→ **Job**
Extract each line in the records below that contains the string "table".

Records from a dataset:

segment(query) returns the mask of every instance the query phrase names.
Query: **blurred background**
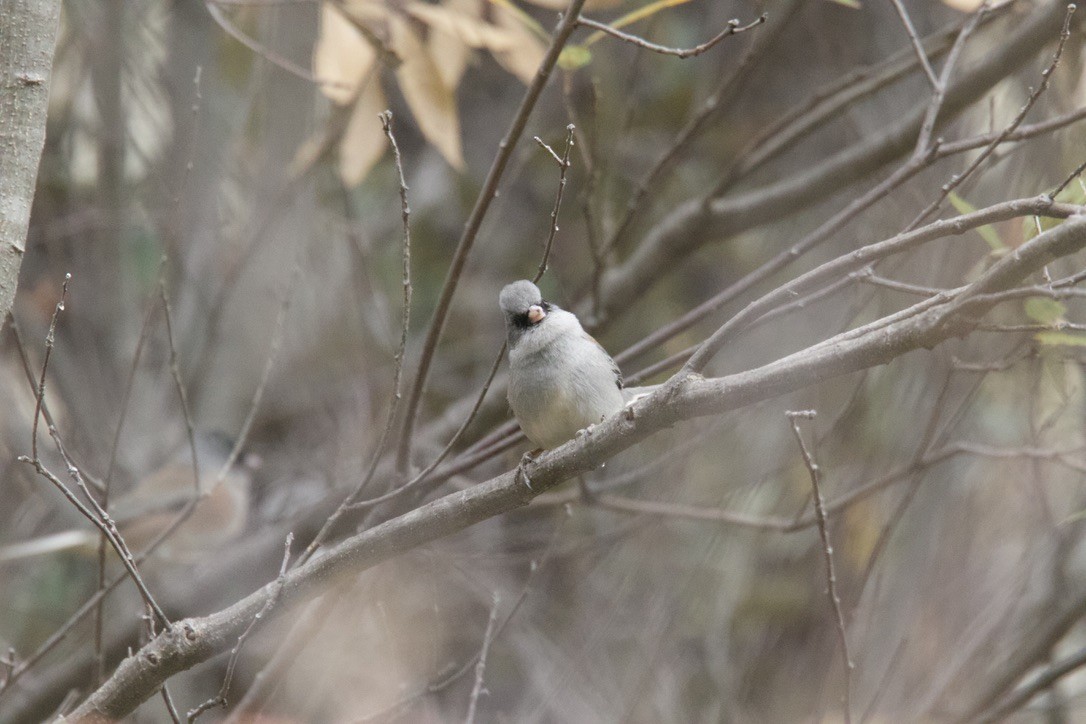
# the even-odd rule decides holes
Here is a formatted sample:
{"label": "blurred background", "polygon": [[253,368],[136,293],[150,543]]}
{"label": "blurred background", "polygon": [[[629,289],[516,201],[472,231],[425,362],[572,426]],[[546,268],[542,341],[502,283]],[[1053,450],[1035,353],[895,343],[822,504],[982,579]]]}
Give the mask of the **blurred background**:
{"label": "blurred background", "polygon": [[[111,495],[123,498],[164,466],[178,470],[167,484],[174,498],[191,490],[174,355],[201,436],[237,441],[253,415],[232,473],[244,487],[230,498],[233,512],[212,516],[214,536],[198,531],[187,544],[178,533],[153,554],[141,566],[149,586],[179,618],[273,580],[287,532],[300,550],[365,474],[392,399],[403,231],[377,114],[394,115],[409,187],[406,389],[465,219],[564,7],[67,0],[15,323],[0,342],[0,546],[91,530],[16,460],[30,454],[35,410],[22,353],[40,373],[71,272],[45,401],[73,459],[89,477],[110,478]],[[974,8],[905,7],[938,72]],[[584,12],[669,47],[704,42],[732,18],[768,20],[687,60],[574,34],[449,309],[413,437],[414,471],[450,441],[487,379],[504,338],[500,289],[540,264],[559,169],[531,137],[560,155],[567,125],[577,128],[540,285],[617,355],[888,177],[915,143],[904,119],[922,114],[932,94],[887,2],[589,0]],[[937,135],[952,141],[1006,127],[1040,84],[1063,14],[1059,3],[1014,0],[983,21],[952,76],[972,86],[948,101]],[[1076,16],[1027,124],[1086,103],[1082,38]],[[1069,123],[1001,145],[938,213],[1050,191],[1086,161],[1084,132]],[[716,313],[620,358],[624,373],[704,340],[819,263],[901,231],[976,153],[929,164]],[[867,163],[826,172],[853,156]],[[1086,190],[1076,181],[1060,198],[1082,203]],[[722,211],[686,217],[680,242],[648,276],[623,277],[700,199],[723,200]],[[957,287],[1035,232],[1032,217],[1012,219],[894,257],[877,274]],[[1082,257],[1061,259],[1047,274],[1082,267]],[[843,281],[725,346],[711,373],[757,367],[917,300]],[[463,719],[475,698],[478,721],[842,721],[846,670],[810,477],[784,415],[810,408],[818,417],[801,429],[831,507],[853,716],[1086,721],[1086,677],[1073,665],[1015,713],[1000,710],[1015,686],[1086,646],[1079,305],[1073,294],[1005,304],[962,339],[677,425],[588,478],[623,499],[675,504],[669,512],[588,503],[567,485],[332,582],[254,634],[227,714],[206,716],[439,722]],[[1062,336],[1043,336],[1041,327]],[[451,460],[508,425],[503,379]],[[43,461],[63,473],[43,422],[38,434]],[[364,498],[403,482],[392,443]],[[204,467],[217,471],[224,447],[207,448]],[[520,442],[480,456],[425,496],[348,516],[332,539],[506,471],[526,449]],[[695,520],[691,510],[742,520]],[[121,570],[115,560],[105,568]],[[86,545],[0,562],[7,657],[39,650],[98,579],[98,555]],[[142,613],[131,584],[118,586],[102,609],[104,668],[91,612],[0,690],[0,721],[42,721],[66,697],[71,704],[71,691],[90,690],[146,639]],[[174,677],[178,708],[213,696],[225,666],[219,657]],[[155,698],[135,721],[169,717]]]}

==

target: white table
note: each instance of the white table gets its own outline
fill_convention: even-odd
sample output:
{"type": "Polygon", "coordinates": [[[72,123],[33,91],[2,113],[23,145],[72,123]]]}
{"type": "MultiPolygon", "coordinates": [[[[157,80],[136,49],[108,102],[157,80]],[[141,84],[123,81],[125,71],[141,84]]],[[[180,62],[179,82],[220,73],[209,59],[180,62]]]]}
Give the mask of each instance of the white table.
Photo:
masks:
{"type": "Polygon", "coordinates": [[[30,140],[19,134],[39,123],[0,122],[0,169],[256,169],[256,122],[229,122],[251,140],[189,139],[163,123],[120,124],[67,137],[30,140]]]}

→ **The reply**
target: white table
note: each instance of the white table gets its own outline
Give the mask of each instance of the white table.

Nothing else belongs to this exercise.